Captive Reptiles May Have Nutritional Deficiency
Pet owners keeping reptiles in captivity as household pets may sometimes find that their pets have a nutritional deficiency. Metabolic bone disease is “the most common nutritional deficiency affecting captive reptiles,” advises veterinarian Fredrick L. Frye in Reptile Care: An Atlas of Diseases and Treatments. Dr. Frye suggests that the disease is a result of dietary intake creating an excessive amount of phosphorus in the animal’s body.
Metabolic bone disease (MBD) in reptiles can often be overlooked until the pet seems to have broken toes or a leg that presents as impaired. Bone produced by the animal’s body is brittle, fragile and can be spongy in texture. When your pet lizard or iguana jumps from one hard surface to another the bone can easily fracture. Normal movements your pet makes can be painful with the disease. Your pet reptile may experience discomfort when walking or moving around a cage, terrarium or your home.
Young lizards with metabolic bone disease may have skulls that fail to grow larger and become longer. They can retain the rounder shape seen at birth.
Early signs of metabolic bone disease in reptiles can be recognized when watching your pet closely. If you see that your iguana or lizard is using its front legs to move and the back legs are dragging you’ll want to contact your veterinarian for an immediate appointment.
Lizards and iguanas, for example, use all four legs to move around. Their tails do not remain limp behind them with normal movement. There is a natural lift to many reptile tails that supports their forward motion. An iguana may be able to lift the front of its body, yet the torso and tail will be dragged due to the disease.
Watching your pet you’ll be able to see if it looks jerky while it walks. Its limbs or muscles may show twitches and tremors. You may experience your pet’s shakiness when holding it.

COMPLETE THE FOLLOWING:
1. Reproduce the passage of the article on reptile bone disease starting with "Watching your pet you’ll" and going on through "when holding it.".
2. Condense the paragraph of the article on reptile bone disease that begins "Metabolic bone disease (MBD) in reptiles can often be overlooked" into a short bulleted list of its main facts.
3. Translate this sentence from the article on reptile bone disease into Spanish: "Young lizards with metabolic bone disease may have skulls that fail to grow larger and become longer."
The records that follow were taken from a separate source and are unrelated to the article on reptile bone disease.

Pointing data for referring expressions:
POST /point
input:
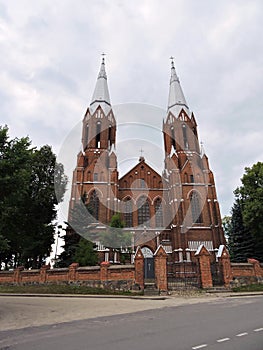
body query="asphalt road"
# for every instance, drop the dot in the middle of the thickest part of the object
(223, 324)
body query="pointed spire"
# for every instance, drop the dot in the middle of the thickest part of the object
(101, 94)
(202, 153)
(176, 99)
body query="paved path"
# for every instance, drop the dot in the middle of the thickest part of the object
(220, 324)
(23, 311)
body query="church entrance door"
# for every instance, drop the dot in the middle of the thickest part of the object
(148, 263)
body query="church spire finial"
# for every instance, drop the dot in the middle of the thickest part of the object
(176, 99)
(101, 94)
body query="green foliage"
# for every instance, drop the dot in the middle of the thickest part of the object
(85, 254)
(241, 243)
(246, 229)
(78, 246)
(27, 200)
(115, 236)
(251, 193)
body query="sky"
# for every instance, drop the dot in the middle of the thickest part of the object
(51, 53)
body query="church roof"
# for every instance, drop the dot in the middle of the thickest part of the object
(101, 96)
(176, 99)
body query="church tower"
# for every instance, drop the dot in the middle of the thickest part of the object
(95, 177)
(191, 189)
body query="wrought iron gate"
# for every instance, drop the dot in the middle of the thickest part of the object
(217, 275)
(182, 275)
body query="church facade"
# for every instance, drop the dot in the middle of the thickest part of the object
(177, 209)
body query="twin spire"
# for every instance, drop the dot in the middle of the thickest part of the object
(101, 96)
(176, 100)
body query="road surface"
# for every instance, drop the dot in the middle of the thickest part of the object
(218, 324)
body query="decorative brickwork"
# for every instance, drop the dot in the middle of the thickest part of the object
(139, 268)
(204, 261)
(160, 263)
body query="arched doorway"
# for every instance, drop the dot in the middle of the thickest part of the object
(148, 263)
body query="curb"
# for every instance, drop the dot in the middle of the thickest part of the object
(87, 296)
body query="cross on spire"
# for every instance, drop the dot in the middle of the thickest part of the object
(172, 61)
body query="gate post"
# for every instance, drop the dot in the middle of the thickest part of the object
(160, 267)
(205, 275)
(225, 265)
(139, 268)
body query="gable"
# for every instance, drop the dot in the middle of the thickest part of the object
(141, 173)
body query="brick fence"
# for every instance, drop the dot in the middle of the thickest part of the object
(129, 277)
(115, 277)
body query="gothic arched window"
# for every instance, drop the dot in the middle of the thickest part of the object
(94, 204)
(158, 213)
(196, 208)
(173, 137)
(87, 134)
(128, 219)
(109, 135)
(98, 131)
(185, 136)
(143, 211)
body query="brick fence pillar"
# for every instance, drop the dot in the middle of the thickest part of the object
(17, 274)
(257, 270)
(225, 265)
(204, 262)
(72, 272)
(43, 273)
(160, 269)
(104, 271)
(139, 268)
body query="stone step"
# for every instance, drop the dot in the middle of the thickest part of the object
(150, 289)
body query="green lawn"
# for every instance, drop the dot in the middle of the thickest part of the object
(59, 289)
(250, 288)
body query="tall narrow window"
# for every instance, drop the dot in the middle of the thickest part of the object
(142, 183)
(195, 208)
(109, 135)
(128, 219)
(87, 134)
(98, 131)
(173, 137)
(94, 205)
(143, 211)
(158, 213)
(185, 136)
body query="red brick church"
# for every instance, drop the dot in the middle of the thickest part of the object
(177, 209)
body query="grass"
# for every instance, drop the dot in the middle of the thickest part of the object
(249, 288)
(59, 289)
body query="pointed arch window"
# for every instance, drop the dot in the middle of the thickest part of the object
(98, 132)
(173, 137)
(128, 219)
(158, 213)
(186, 146)
(87, 134)
(109, 135)
(196, 208)
(94, 203)
(143, 211)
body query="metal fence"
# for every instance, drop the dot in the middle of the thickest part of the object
(182, 275)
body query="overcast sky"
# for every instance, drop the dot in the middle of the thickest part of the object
(50, 57)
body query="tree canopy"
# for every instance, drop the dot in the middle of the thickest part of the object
(246, 229)
(28, 178)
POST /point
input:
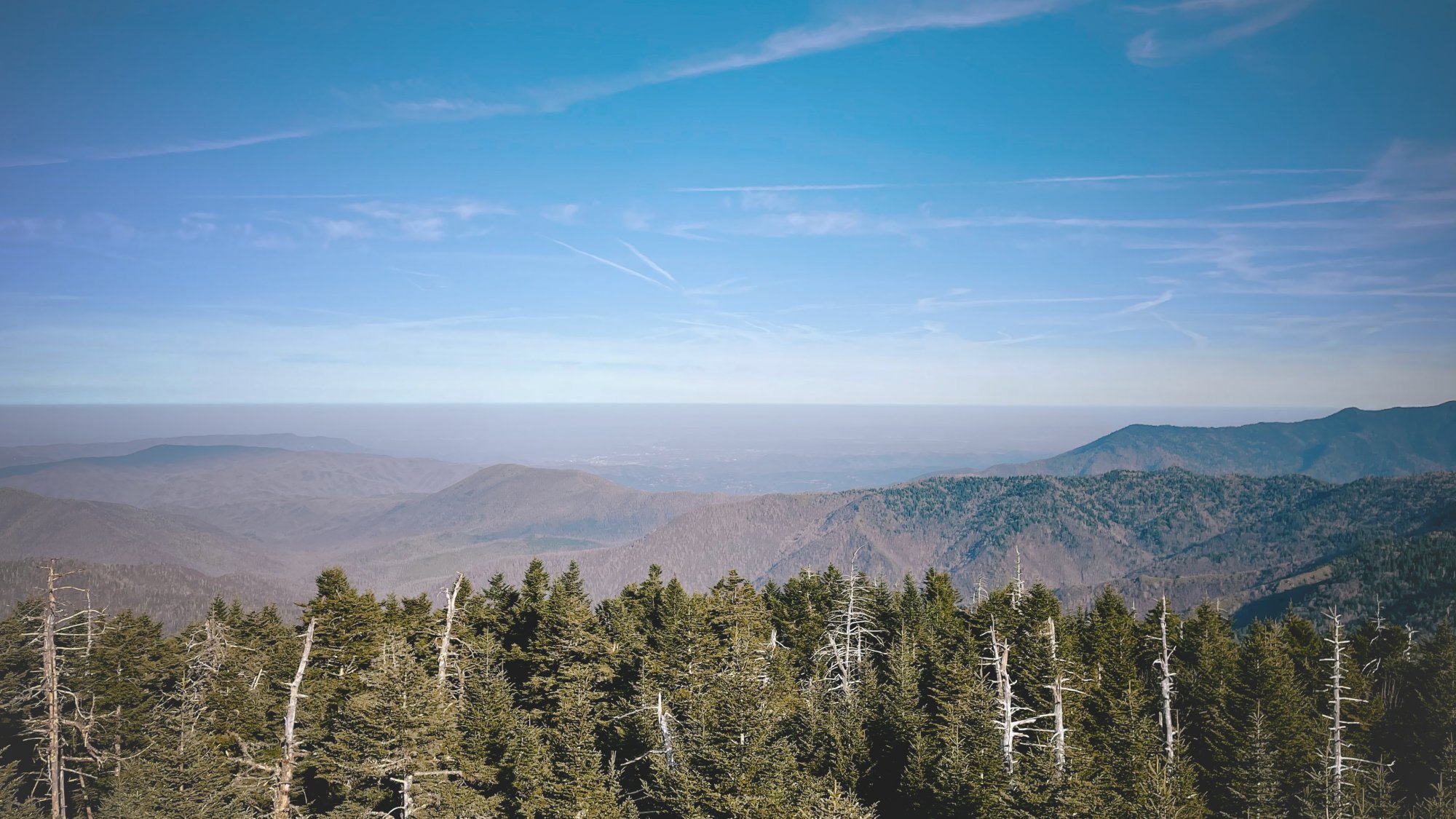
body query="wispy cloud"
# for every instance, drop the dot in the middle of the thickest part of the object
(1206, 25)
(1199, 340)
(430, 222)
(1406, 173)
(650, 263)
(769, 189)
(791, 44)
(561, 213)
(959, 298)
(1184, 175)
(28, 161)
(283, 196)
(609, 263)
(1161, 299)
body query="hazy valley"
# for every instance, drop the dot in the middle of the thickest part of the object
(1187, 512)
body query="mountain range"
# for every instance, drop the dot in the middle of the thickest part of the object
(1349, 445)
(263, 521)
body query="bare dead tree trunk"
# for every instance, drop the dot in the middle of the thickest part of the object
(1337, 739)
(1059, 726)
(445, 637)
(52, 685)
(668, 735)
(290, 745)
(850, 638)
(1340, 764)
(1007, 723)
(1167, 682)
(91, 625)
(1018, 587)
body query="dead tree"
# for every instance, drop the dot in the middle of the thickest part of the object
(1059, 688)
(850, 638)
(660, 717)
(1166, 684)
(1339, 764)
(55, 729)
(283, 774)
(1018, 587)
(1007, 721)
(445, 637)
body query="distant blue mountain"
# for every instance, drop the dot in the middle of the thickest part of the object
(1342, 448)
(46, 454)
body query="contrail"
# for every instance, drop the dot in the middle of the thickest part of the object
(609, 263)
(650, 263)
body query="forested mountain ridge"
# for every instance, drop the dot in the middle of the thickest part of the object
(47, 454)
(202, 477)
(510, 500)
(1349, 445)
(1173, 532)
(825, 697)
(1202, 535)
(37, 526)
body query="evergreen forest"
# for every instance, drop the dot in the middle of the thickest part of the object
(828, 695)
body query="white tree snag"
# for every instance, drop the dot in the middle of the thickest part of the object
(283, 777)
(1339, 765)
(1166, 682)
(1059, 726)
(668, 735)
(1007, 721)
(52, 689)
(850, 638)
(445, 637)
(1018, 587)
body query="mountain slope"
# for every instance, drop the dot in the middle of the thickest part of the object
(1349, 445)
(46, 454)
(36, 526)
(171, 593)
(1198, 534)
(203, 477)
(509, 500)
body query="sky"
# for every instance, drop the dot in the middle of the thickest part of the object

SOLUTIONS:
1.
Watching your pet you’ll be able to see if it looks jerky while it walks. Its limbs or muscles may show twitches and tremors. You may experience your pet’s shakiness when holding it.

2.
- Metabolic bone disease (MBD) is often overlooked until the reptile seems to have broken toes or an impaired leg.
- The bone the animal produces is brittle and fragile, and it can be spongy.
- A lizard or iguana jumping between hard surfaces can easily fracture a bone.
- Normal movements can be painful, causing discomfort when the pet walks or moves around a cage, terrarium or home.

3. Los lagartos jóvenes con enfermedad ósea metabólica pueden tener cráneos que no logran crecer ni alargarse.